## Challenge 1
Echo the passage on properties of the integers word for word, from "We define a" to "the particular representatives.".
## Challenge 2
Answer these questions about the passage on properties of the integers:
(a) By what rule is the binary operation + defined on the integers?
(b) What are students encouraged to do, given that most statements will lack proof?
(c) In the proof, what equation is known because (a,b) ≅ (c,d)?
## Challenge 3
Go on with the passage on properties of the integers, picking up after its last sentence.

## START Quoted text

Lemma B.39.
If \(\langle(a,b)\rangle =\langle(c,d)\rangle\) and \(\langle(e,f)\rangle=\langle(g,h)\rangle\text{,}\) then \(\langle(a,b)\rangle+\langle(e,f)\rangle= \langle(c,d)\rangle+\langle(g,h)\rangle\text{.}\)
Section B.15 Properties of the Integers
For the remainder of this chapter, most statements will be given without proof. Students are encouraged to fill in the details.
We define a binary operation \(+\) on \(\ints\) by the following rule:
\begin{equation*}
\langle(a,b)\rangle+\langle(c,d)\rangle = \langle(a+c,b+d)\rangle.
\end{equation*}
Note that the definition of addition is made in terms of representatives of the class, so we must pause to make sure that \(+\) is well defined, i.e., independent of the particular representatives.
Proof.
Since \((a,b)\cong(c,d)\text{,}\) we know \(a+d=b+c\text{.}\) Since \((e,f)\cong(g,h)\text{,}\) we know \(e+h=f+g\text{.}\) It follows that \((a+d)+(e+h) = (b+c)+ (f+g)\text{.}\) Thus \((a+e)+(d+h)= (b+f)+(c+g)\text{,}\) which implies that \(\langle(a,b)\rangle+\langle(e,f)\rangle= \langle(c,d)\rangle+\langle(g,h)\rangle\text{.}\)

## END Quoted text
## START Provided data

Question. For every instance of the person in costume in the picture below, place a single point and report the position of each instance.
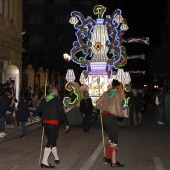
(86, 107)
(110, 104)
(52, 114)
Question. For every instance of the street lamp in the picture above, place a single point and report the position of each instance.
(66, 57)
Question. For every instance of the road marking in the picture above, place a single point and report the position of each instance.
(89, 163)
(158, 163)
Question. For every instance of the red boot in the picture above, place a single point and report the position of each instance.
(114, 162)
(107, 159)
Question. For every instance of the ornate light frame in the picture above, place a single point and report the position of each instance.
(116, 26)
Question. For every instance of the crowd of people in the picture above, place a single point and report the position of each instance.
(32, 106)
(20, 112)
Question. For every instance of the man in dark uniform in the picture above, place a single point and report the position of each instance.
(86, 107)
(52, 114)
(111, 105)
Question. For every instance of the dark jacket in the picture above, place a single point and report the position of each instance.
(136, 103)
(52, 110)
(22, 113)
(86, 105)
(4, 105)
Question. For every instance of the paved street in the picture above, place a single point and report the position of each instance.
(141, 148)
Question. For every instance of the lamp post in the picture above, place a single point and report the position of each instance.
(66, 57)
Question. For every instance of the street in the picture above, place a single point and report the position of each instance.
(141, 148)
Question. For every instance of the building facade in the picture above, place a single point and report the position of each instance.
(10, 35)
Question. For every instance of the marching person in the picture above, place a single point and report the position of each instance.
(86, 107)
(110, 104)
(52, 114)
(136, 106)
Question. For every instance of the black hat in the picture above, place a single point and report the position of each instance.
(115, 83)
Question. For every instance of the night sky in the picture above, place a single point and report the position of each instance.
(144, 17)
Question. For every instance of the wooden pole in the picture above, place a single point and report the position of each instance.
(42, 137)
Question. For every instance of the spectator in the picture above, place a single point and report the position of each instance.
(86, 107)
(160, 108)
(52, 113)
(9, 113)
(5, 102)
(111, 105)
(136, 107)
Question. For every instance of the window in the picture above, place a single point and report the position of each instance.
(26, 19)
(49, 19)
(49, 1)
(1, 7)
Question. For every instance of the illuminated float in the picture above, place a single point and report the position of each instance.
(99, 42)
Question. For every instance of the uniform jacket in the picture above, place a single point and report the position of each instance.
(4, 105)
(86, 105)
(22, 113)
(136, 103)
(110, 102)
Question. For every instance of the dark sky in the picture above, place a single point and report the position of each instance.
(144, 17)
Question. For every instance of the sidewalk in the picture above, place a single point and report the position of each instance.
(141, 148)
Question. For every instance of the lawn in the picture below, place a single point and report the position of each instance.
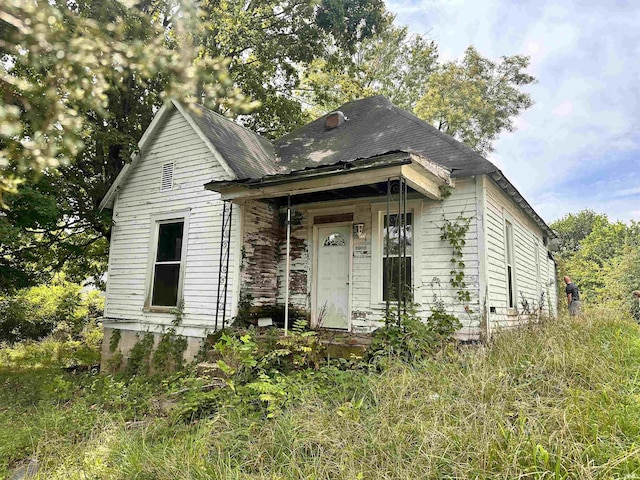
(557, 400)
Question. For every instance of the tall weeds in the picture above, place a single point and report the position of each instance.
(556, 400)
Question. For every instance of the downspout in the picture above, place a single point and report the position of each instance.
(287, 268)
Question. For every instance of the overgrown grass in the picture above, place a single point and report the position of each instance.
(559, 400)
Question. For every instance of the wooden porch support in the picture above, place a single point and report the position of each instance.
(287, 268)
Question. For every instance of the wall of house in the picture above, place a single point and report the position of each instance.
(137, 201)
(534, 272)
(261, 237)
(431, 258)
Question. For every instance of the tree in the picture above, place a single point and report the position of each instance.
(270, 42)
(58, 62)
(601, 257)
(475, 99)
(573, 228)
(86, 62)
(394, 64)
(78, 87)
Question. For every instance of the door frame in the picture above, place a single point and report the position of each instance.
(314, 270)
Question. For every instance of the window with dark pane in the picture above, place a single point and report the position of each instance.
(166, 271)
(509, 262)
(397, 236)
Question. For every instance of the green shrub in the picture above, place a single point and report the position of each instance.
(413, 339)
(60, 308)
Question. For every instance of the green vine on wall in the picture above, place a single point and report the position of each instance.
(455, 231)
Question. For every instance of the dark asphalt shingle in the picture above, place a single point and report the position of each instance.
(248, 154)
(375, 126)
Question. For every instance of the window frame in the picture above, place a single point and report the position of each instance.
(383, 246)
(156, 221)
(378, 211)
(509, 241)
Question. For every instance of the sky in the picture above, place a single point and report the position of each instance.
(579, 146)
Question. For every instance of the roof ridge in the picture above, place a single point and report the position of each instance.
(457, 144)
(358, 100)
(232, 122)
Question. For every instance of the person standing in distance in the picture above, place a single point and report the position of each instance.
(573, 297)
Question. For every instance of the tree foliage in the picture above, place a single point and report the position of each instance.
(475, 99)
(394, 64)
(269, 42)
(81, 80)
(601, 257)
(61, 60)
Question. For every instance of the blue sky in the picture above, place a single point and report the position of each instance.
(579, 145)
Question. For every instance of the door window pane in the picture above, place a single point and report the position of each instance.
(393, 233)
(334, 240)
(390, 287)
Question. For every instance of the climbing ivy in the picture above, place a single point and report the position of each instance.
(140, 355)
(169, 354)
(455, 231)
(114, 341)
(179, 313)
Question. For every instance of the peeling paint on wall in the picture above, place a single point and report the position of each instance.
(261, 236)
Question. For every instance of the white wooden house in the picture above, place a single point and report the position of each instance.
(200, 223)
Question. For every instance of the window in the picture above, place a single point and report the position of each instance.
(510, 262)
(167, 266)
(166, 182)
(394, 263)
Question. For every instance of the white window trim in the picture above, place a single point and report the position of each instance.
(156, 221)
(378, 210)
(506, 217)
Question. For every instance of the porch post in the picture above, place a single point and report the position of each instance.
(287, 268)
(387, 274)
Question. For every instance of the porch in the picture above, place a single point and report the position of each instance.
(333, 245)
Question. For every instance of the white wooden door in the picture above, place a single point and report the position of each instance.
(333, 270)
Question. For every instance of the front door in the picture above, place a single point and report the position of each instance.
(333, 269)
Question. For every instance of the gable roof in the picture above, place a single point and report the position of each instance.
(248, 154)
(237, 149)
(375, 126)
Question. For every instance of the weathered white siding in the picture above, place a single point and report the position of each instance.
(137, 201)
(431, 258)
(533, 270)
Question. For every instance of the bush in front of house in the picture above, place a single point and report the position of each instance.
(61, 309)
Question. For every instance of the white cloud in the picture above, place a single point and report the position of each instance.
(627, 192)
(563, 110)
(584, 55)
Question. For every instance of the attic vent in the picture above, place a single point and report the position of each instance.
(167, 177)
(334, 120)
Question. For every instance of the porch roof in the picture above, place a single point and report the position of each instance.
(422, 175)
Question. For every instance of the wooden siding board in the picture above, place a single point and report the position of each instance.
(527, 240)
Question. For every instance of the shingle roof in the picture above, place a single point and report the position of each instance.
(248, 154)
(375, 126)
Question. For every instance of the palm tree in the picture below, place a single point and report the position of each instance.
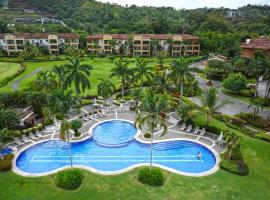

## END Provided data

## Result 1
We define a binary operation \(+\) on \(\ints\) by the following rule:
\begin{equation*}
\langle(a,b)\rangle+\langle(c,d)\rangle = \langle(a+c,b+d)\rangle.
\end{equation*}
Note that the definition of addition is made in terms of representatives of the class, so we must pause to make sure that \(+\) is well defined, i.e., independent of the particular representatives.

## Result 2
(a) ⟨(a,b)⟩ + ⟨(c,d)⟩ = ⟨(a+c, b+d)⟩.
(b) Fill in the details.
(c) a + d = b + c.

## Result 3
In what follows, we use a single symbol, like \(x\text{,}\) \(y\) or \(z\) to denote an integer, but remember that each integer is in fact an entire equivalence class whose elements are ordered pairs of natural numbers.
Theorem B.40.
For all \(x,y,z\in\ints\text{,}\)
- \(x+y=y+x\text{;}\)
- \(x+(y+z)= (x+y)+z\text{;}\) and
- \(x+y= x+z\) implies \(y=z\text{.}\)
Next, we define a second binary operation called multiplication, and denoted \(x\times y\text{,}\) \(x*y\) or just \(xy\text{.}\) When \(x=\langle(a,b)\rangle\) and \(y=\langle(c,d)\rangle\text{,}\) we define:
\begin{equation*}
xy =\langle(a,b)\rangle\langle(c,d)\rangle= \langle(ac+bd, ad+bc)\rangle.
\end{equation*}
Theorem B.41.
Multiplication is well defined. Furthermore,
- \(xy=yx\text{,}\) for every \(x,y\in \ints\text{.}\)
- \(x(yz)=(xy)z\text{,}\) for every \(x,y,z\in \ints\text{.}\)
- \(x(y+z)=xy+xz\text{,}\) for every \(x,y,z\in \ints\text{.}\)
The integer \(\langle(0,0)\rangle\) has a number of special properties. Note that for all \(x\in\ints\text{,}\) \(x+\langle(0,0)\rangle= x\) and \(x\langle(0,0)\rangle=\langle(0,0)\rangle\text{.}\) So most folks call \(\langle(0,0)\rangle\) zero and denote it by \(0\text{.}\) This is a terrible abuse of notation, since we have already used the word zero and the symbol \(0\) to denote a particular natural number.
But mathematicians, computer scientists and even real people do this all the time. We use the same word and even the same phrase in many different settings expecting that the listener will make the correct interpretation. For example, how many different meanings do you know for You’re so bad?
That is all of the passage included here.